Document |

--*--

La 'ataba est interprétée par un soliste. Celui-ci improvise le chant et réalise l'accompagnement musical à l'aide d'un rabâb.

La 'ataba exprime le chagrin ou les reproches. Basé sur des éléments de culture populaire, le chant utilise fréquemment les thèmes de l'amour ou de la mort (c'est une forme de chant couramment utilisée pour les oraisons funèbres). De nature poétique, la 'ataba recourt aux rimes et aux jeux de mots.

Présentation[modifier | modifier le code]

Forme générale[modifier | modifier le code]

La 'ataba est un chant traditionnel arabe, originaire de la culture bédouine[1]. Elle est jouée et chantée lors de festivités ou de cérémonies, à l'exemple des mariages[2].

Le chant de la 'ataba est une improvisation[2],[3]. Il est exécuté par un soliste qui réalise également l'accompagnement instrumental. Celui-ci utilise pour cela un rabâb.

Le chant est de type récitatif et de nature poétique[4],[2]. Il reprend des thèmes et des éléments de la culture populaire. Dans la majorité des cas, la 'ataba vise l'expression du chagrin ou de reproches[5]. Le thème principalement utilisé est l'amour mais la 'ataba est également une forme fréquente d'oraison funèbre[6]. D'autres thèmes existent, comme la description de la nature ou les instructions morales, mais ils sont minoritaires.

--*--

Série d'exercices |
1. Restituez sans modification le passage du texte sur la 'ataba qui commence par « La 'ataba est interprétée » et se poursuit jusqu'à « jeux de mots. ».
2. Selon le texte sur la 'ataba, de quelle culture ce chant est-il originaire ?
3. Prolongez le texte sur la 'ataba en poursuivant après sa dernière phrase.

Lignes d'un jeu de données:
--*--

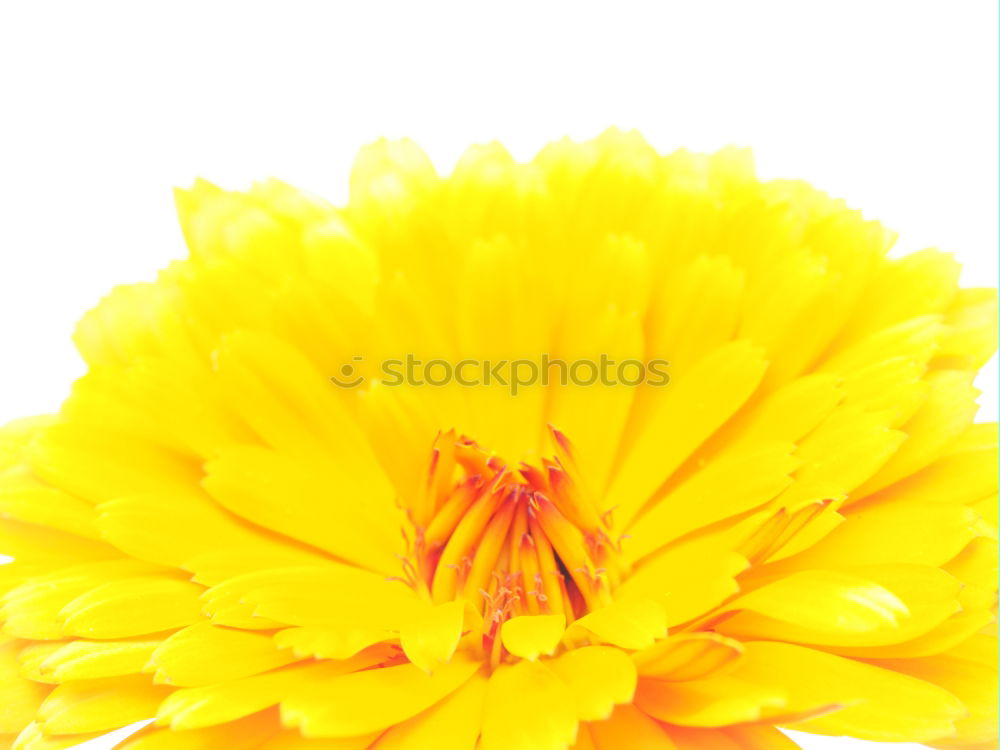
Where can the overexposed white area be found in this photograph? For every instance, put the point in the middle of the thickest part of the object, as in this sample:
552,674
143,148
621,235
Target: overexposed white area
891,104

--*--

Réponses par exercice |
1.
La 'ataba est interprétée par un soliste. Celui-ci improvise le chant et réalise l'accompagnement musical à l'aide d'un rabâb.

La 'ataba exprime le chagrin ou les reproches. Basé sur des éléments de culture populaire, le chant utilise fréquemment les thèmes de l'amour ou de la mort (c'est une forme de chant couramment utilisée pour les oraisons funèbres). De nature poétique, la 'ataba recourt aux rimes et aux jeux de mots.

2. De la culture bédouine.

3.
Variations[modifier | modifier le code]

Il existe des variations régionales et historiques de la 'ataba[4]. Par exemple, dans la culture arabe traditionnelle, la 'ataba peut être jouée sans instrument[3]. La mélodie est alors uniquement fondée sur le chant.

La forme de 'ataba historique est celle de type bédouine[4]. Son aire de diffusion culturelle s'étend principalement de la Djézireh syrienne à l'Euphrate. Cette forme de la 'ataba est perçue par certains spécialistes comme plus primitive, qualificatif que rejettent d'autres[7].

Il existe une forme de 'ataba syro-libanaise, typique de Syrie, du Liban et de Palestine[8]. Cette 'ataba syro-libanaise est la forme principale des zones littorales, de l'arrière pays montagneux et des plaines intérieures du Proche-Orient. Cette forme est la plus populaire dans le monde arabe, en raison de la prépondérance de la culture libanaise.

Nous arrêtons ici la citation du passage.